**Task to carry out**
Transcribe the lines of the entries below verbatim, from the line with "Category: steel rail" up to and including the line with "pixel 784 180".

**Records for processing**
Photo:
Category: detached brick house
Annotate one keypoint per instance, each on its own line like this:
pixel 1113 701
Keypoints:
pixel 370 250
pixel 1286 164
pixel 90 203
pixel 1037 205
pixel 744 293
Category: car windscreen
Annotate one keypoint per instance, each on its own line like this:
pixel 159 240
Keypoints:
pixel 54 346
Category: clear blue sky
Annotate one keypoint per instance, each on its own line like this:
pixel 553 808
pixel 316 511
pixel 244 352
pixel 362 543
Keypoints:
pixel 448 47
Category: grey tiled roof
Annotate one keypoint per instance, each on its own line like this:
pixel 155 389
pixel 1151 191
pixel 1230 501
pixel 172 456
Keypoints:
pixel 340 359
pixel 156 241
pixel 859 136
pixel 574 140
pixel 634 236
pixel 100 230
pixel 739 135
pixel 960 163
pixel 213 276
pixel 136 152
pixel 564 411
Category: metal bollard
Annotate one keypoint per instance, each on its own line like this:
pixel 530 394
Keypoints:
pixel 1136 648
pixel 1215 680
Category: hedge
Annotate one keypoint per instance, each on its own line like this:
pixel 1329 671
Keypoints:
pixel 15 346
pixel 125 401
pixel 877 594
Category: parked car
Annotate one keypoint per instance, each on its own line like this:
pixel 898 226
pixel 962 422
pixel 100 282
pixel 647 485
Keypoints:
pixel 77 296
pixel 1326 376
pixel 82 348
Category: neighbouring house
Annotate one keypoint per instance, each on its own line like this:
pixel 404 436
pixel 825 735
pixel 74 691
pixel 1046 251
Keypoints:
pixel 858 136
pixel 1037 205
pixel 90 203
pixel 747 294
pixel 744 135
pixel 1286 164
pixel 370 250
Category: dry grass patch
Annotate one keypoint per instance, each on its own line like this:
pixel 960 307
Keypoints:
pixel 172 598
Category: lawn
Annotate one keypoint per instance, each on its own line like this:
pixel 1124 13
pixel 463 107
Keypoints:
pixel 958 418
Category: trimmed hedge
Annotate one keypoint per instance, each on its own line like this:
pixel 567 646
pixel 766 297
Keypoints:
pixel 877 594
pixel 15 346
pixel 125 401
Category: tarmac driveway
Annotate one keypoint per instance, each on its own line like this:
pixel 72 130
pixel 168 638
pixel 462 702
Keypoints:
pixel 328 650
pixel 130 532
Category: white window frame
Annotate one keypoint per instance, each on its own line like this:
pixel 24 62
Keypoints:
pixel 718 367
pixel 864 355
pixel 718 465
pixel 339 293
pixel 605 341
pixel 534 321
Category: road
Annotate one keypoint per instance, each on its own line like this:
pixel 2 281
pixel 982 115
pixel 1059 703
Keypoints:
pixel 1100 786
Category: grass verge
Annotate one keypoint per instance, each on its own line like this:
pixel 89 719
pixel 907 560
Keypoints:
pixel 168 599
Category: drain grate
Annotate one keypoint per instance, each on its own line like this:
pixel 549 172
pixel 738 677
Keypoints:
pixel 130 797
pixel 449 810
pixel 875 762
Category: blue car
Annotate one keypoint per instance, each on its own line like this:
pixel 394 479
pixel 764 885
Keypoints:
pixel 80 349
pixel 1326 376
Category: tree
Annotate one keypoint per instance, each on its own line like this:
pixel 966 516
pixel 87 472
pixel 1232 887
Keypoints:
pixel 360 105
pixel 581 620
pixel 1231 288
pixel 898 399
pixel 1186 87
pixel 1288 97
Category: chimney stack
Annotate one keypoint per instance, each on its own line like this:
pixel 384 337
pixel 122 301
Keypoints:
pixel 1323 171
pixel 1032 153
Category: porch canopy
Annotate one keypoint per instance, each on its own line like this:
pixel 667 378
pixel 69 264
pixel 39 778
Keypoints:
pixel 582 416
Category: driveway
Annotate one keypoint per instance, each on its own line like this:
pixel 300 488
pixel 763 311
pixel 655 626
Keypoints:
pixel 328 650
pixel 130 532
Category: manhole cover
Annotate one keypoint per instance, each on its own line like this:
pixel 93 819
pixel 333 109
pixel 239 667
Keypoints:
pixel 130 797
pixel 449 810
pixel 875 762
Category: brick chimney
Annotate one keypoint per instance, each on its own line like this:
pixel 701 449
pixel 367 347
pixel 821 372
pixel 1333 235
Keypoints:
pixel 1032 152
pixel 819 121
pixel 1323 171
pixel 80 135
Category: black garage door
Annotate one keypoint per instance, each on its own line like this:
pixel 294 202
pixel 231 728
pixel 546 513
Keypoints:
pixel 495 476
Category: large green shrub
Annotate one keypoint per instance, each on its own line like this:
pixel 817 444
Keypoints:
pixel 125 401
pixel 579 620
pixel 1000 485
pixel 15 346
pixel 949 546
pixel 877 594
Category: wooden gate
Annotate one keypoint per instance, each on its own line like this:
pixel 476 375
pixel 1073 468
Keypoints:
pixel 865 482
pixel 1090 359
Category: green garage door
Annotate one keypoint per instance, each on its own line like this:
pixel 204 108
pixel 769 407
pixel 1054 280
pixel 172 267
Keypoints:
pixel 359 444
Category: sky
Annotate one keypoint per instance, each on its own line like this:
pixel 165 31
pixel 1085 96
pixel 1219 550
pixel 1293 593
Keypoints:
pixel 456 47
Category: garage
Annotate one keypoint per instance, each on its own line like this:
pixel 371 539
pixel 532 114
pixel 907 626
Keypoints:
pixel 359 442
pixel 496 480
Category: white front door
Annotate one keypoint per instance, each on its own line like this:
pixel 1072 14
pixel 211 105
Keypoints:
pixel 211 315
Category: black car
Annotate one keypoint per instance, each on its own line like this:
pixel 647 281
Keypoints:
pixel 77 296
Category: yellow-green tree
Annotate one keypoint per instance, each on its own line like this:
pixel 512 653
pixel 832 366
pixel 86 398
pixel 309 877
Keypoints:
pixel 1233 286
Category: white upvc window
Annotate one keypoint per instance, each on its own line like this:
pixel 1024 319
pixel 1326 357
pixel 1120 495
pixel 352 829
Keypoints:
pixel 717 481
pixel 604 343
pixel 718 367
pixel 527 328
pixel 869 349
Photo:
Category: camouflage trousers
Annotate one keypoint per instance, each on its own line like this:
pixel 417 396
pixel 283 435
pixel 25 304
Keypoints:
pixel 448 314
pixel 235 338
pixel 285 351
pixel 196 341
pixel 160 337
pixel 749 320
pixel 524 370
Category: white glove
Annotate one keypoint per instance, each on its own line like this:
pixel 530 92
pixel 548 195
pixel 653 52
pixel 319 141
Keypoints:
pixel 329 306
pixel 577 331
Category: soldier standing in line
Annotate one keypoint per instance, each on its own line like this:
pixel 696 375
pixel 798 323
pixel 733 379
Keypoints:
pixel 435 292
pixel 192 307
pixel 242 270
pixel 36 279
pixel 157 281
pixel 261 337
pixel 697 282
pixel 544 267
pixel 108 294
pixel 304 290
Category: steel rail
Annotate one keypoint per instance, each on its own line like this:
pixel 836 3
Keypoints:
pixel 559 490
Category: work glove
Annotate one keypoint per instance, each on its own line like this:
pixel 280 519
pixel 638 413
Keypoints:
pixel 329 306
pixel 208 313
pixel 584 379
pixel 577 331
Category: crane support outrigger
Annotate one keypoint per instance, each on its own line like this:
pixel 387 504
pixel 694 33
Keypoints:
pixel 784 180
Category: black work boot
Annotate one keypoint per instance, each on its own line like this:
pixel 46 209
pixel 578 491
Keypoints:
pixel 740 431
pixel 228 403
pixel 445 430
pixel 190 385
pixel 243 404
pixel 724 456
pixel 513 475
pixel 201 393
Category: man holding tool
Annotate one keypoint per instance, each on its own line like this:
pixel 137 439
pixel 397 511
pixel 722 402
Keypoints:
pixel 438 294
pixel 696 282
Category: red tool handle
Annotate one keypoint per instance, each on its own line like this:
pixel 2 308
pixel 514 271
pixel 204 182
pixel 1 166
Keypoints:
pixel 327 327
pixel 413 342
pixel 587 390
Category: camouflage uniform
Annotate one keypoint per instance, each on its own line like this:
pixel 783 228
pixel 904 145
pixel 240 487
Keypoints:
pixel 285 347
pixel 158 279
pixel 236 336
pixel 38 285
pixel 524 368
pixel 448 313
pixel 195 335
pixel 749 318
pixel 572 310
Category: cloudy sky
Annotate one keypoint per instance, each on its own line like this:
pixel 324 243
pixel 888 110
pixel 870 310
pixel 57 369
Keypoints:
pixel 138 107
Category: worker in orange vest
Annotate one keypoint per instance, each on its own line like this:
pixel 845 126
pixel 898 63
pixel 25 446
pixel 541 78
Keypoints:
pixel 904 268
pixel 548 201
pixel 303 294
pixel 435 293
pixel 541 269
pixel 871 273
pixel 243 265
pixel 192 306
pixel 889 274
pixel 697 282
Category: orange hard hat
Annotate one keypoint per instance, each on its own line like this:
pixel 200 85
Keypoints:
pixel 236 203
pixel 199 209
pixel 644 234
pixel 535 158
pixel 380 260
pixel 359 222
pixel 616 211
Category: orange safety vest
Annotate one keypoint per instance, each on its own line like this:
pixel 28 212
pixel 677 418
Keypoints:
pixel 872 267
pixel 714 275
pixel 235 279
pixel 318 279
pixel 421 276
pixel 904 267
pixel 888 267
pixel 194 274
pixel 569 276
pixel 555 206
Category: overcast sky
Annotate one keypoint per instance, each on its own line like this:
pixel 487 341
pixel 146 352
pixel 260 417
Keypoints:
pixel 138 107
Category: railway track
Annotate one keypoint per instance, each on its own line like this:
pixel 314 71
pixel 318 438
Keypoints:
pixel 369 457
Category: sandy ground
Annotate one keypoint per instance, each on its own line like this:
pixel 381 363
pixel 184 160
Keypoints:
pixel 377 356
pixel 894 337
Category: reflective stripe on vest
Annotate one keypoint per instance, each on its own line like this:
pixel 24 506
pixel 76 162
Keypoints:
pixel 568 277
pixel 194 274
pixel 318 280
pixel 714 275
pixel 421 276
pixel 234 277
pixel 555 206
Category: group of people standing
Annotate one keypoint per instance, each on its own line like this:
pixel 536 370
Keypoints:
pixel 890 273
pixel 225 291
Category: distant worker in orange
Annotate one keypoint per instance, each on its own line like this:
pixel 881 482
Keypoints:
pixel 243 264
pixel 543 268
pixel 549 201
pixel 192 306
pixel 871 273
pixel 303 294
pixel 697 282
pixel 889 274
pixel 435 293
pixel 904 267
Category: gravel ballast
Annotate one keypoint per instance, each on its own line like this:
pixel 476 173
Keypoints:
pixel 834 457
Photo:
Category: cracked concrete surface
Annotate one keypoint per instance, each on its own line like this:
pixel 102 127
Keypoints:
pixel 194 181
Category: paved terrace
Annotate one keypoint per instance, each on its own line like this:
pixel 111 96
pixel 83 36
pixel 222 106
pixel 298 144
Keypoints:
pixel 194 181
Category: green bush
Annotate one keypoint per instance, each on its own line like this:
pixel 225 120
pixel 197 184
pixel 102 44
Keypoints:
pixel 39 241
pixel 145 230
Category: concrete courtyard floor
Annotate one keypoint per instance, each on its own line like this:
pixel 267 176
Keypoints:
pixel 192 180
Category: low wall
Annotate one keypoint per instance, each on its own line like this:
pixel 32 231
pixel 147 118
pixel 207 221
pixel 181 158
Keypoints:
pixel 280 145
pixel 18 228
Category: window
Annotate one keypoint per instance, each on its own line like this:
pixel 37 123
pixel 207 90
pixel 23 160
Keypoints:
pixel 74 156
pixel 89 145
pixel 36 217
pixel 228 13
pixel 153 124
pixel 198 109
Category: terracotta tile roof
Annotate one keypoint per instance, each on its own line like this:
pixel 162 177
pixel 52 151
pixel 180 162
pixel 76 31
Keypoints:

**Problem solution**
Category: steel rail
Annotate one keypoint per instance, each on its own line like this:
pixel 836 3
Keypoints:
pixel 559 490
Category: work glove
Annotate one keypoint per instance, each on its own line like this:
pixel 280 519
pixel 638 413
Keypoints:
pixel 329 306
pixel 208 313
pixel 584 379
pixel 577 331
Category: crane support outrigger
Annotate one keypoint per instance, each on its own line like this:
pixel 387 504
pixel 694 33
Keypoints:
pixel 784 180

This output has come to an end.